• _Exercise task_: Copy the records word for word from the line containing "Ground the man with brown hair." through the line containing "[631,63,832,164]", including both of those lines, and omit the pictures.

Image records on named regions
* begin *

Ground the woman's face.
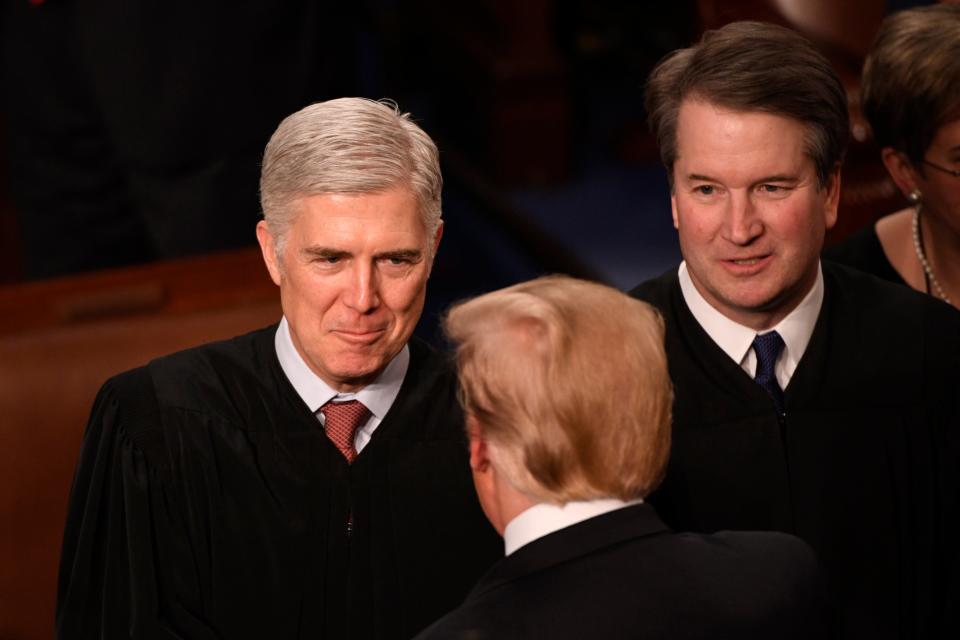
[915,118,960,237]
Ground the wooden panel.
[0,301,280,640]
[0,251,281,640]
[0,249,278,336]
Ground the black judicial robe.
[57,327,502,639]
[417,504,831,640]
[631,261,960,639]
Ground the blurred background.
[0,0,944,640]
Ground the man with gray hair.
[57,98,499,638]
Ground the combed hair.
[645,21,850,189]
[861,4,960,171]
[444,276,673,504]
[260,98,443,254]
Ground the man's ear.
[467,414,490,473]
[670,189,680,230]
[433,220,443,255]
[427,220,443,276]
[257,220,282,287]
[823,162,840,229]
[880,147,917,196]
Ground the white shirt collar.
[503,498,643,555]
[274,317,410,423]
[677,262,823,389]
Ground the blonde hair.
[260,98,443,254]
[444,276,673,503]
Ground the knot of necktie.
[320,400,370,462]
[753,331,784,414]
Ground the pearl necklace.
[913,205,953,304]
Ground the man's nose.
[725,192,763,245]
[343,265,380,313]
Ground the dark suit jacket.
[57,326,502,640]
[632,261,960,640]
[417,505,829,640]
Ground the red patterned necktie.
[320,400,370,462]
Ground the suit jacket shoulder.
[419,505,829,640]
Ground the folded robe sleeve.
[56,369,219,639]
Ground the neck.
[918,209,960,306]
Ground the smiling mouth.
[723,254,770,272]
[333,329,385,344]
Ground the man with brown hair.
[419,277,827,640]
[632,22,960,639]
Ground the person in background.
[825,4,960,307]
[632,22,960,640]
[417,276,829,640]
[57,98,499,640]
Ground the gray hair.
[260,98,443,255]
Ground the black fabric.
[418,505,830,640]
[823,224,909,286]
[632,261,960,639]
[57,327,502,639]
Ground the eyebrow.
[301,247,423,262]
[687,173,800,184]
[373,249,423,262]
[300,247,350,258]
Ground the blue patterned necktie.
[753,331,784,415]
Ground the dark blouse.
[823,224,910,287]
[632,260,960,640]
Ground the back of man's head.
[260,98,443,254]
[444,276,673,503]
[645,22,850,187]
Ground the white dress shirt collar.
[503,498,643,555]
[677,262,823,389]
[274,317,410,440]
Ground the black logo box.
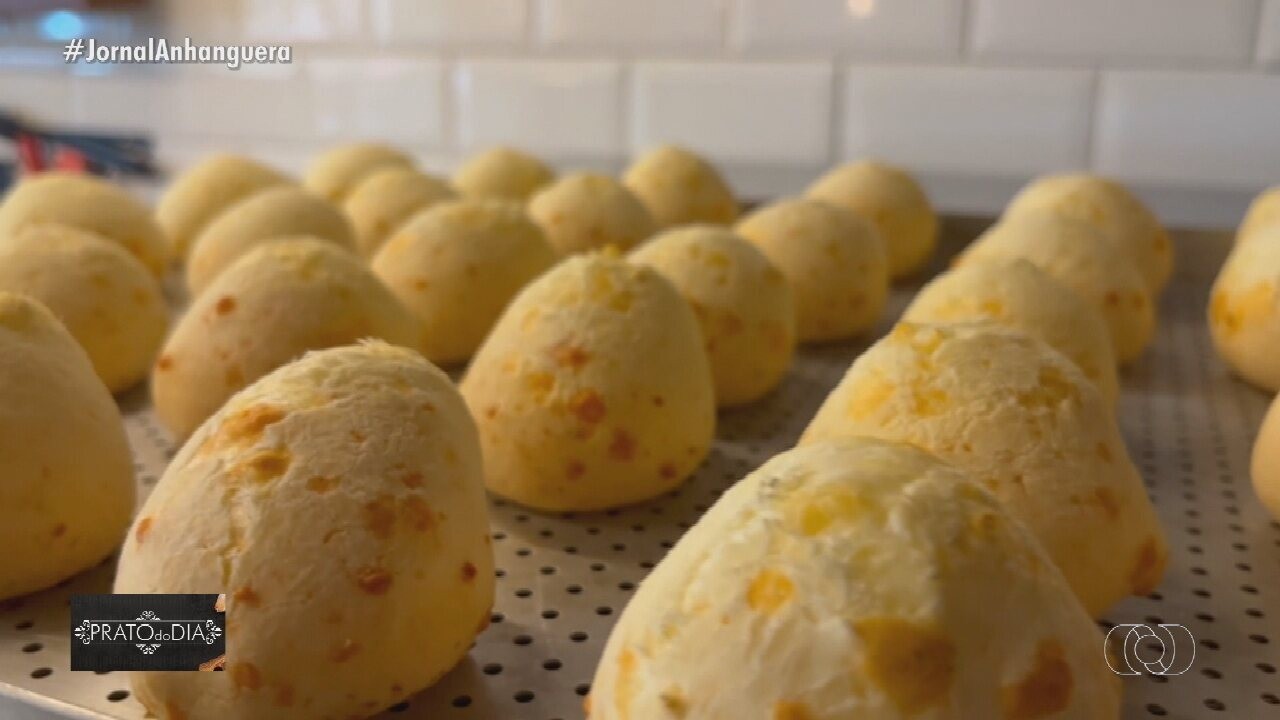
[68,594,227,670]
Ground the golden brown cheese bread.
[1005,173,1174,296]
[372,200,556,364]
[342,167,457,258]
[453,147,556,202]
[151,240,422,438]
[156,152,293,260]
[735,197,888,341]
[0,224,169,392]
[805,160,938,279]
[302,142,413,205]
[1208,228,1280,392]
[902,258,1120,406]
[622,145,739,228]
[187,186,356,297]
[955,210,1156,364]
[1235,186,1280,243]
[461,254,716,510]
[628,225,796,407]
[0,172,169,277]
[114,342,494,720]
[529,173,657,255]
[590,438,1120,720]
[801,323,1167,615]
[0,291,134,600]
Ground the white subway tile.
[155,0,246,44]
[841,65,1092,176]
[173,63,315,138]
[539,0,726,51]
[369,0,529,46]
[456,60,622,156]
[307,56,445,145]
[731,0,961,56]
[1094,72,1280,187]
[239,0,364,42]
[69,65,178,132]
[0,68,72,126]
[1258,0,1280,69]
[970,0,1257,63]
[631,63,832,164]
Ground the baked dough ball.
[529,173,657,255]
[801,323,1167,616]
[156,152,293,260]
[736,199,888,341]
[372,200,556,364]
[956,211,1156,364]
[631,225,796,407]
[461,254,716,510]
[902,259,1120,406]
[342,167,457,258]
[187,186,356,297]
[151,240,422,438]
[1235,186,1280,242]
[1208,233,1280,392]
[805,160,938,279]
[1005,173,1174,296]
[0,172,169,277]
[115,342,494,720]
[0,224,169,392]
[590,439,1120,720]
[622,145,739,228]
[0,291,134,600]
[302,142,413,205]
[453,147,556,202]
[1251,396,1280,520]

* end *
* begin *

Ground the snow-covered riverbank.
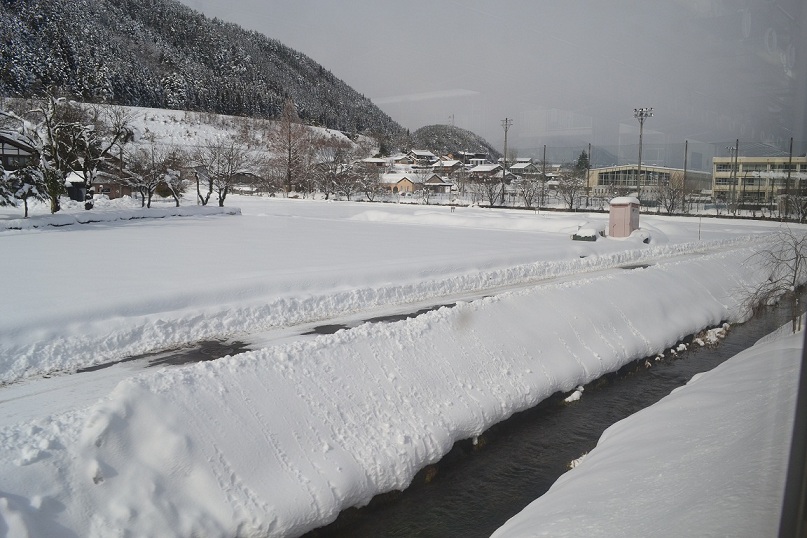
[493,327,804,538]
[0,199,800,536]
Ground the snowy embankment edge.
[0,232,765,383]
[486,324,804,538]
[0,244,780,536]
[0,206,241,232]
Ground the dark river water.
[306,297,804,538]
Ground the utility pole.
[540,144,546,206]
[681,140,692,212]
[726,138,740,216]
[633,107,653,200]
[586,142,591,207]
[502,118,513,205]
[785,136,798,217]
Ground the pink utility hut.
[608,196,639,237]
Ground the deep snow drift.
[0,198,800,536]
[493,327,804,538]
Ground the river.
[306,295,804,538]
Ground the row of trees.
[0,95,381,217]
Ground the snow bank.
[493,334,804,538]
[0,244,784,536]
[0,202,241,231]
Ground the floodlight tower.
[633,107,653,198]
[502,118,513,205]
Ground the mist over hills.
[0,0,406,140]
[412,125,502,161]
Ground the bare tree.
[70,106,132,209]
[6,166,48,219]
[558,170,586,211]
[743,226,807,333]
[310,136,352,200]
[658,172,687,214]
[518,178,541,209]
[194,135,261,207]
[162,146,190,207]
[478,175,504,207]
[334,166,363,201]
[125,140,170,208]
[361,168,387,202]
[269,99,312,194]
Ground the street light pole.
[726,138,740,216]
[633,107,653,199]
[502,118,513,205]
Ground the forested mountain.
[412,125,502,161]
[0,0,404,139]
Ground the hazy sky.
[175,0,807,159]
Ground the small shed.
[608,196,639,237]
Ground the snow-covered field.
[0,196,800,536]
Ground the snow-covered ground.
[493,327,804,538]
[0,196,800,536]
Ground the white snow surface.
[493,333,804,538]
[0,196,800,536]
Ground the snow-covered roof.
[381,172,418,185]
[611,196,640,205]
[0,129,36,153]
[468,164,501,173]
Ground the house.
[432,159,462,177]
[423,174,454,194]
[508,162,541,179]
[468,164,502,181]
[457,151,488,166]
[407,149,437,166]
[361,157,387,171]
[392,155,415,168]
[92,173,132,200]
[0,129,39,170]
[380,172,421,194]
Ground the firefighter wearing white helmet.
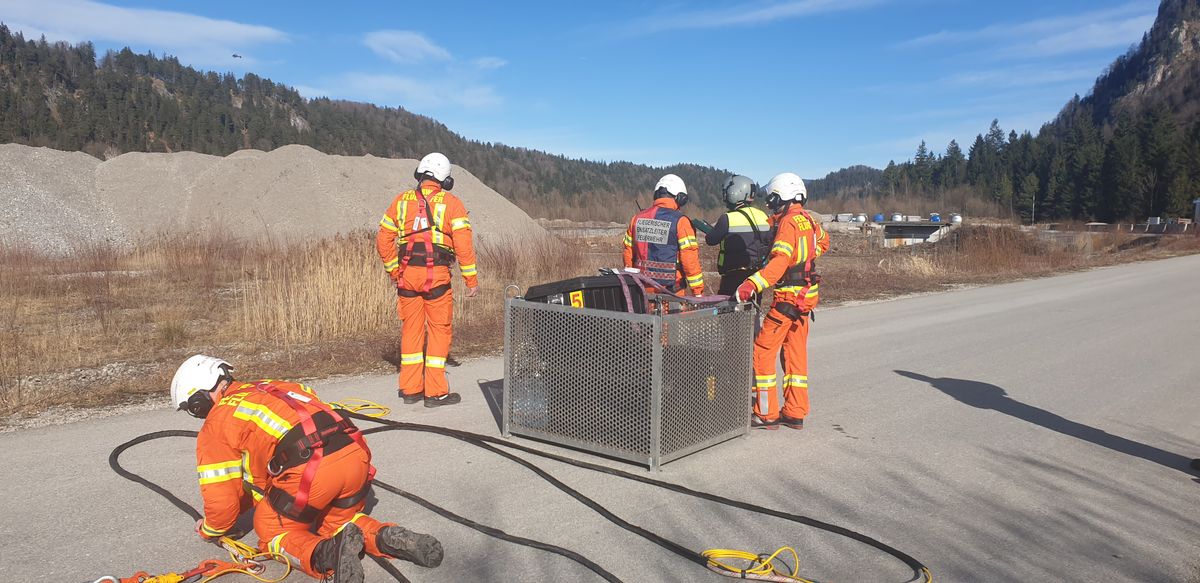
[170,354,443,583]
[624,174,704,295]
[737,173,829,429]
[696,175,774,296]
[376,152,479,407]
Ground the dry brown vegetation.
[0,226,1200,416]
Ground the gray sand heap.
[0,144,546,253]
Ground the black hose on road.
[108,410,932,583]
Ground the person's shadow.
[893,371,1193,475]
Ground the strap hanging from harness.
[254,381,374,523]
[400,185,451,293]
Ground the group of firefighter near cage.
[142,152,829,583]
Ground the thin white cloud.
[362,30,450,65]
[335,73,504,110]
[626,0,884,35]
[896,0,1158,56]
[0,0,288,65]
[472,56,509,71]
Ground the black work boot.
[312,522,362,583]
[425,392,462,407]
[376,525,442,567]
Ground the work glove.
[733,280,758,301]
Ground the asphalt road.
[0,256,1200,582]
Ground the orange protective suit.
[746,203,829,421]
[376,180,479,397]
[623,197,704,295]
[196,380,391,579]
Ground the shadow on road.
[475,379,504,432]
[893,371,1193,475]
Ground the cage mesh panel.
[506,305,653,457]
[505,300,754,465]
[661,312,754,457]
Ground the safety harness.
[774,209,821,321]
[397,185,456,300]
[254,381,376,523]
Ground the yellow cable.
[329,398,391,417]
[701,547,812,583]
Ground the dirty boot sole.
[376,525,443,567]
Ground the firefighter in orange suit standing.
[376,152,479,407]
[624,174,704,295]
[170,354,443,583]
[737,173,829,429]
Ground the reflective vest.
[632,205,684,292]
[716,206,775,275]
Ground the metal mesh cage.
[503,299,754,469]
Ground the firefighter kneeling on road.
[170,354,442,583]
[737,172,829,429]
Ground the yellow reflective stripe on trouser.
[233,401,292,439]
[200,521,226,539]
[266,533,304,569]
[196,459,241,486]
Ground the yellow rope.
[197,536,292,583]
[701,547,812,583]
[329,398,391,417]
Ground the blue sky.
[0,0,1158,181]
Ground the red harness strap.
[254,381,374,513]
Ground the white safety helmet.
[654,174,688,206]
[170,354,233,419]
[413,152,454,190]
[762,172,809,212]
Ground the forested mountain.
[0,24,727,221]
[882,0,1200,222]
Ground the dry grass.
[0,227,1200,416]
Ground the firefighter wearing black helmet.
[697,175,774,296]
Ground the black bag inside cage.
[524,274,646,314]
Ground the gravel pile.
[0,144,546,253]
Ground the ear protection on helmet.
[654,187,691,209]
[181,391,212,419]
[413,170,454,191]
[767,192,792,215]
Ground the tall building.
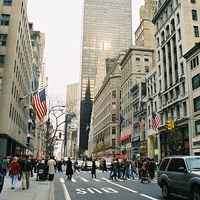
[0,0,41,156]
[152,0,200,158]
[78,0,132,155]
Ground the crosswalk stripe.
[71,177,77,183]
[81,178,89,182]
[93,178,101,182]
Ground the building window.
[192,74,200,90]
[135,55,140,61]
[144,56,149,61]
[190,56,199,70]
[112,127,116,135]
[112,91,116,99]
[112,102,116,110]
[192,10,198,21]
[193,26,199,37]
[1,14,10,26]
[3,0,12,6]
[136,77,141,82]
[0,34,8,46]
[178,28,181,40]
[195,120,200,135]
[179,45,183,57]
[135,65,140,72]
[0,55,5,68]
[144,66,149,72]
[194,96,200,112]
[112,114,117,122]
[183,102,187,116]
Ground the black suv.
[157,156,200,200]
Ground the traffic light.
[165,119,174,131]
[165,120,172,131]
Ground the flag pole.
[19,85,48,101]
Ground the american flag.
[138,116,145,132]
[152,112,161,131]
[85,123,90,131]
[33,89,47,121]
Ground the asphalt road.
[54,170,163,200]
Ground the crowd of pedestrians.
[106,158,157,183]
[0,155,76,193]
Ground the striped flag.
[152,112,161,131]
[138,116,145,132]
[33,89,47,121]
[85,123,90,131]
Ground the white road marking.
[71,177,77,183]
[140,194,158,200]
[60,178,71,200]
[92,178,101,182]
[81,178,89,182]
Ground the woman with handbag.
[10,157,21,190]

* end *

• _Solution for this exercise_:
Ground the man with brown hair.
[419,277,827,640]
[632,22,960,639]
Ground the person in background.
[825,4,960,307]
[632,22,960,640]
[417,276,829,640]
[57,98,499,640]
Ground the gray hair.
[260,98,443,255]
Ground the black fabric.
[418,505,830,640]
[823,224,909,286]
[632,261,960,639]
[57,327,502,639]
Ground the eyebrow.
[301,247,423,262]
[687,173,800,184]
[373,249,423,262]
[300,247,350,258]
Ground the blue patterned necktie.
[753,331,784,415]
Ground the dark blouse.
[823,224,910,287]
[632,260,960,640]
Ground the back of man's head.
[260,98,443,254]
[444,276,673,503]
[645,22,850,187]
Ground the white dress shirt collar.
[503,498,643,555]
[677,262,823,389]
[274,317,410,440]
Ground the black logo box.
[68,594,227,670]
Ground the golden brown cheese bread.
[1005,173,1174,296]
[372,200,556,364]
[342,167,457,258]
[453,147,556,202]
[151,240,422,438]
[156,152,293,260]
[735,197,888,341]
[0,224,169,392]
[805,160,938,279]
[302,142,413,205]
[1208,228,1280,392]
[902,258,1120,406]
[622,145,739,228]
[187,186,356,297]
[955,210,1156,364]
[1235,186,1280,243]
[461,254,716,510]
[628,225,796,407]
[0,172,169,277]
[114,342,494,720]
[529,173,657,255]
[590,438,1120,720]
[801,323,1167,615]
[0,291,134,600]
Ground the white subway tile.
[155,0,246,44]
[841,65,1092,176]
[173,63,315,138]
[539,0,726,51]
[369,0,529,46]
[456,60,622,156]
[307,56,445,145]
[731,0,961,56]
[1094,72,1280,187]
[239,0,364,42]
[69,65,178,132]
[0,68,72,126]
[1258,0,1280,69]
[970,0,1257,63]
[631,63,832,164]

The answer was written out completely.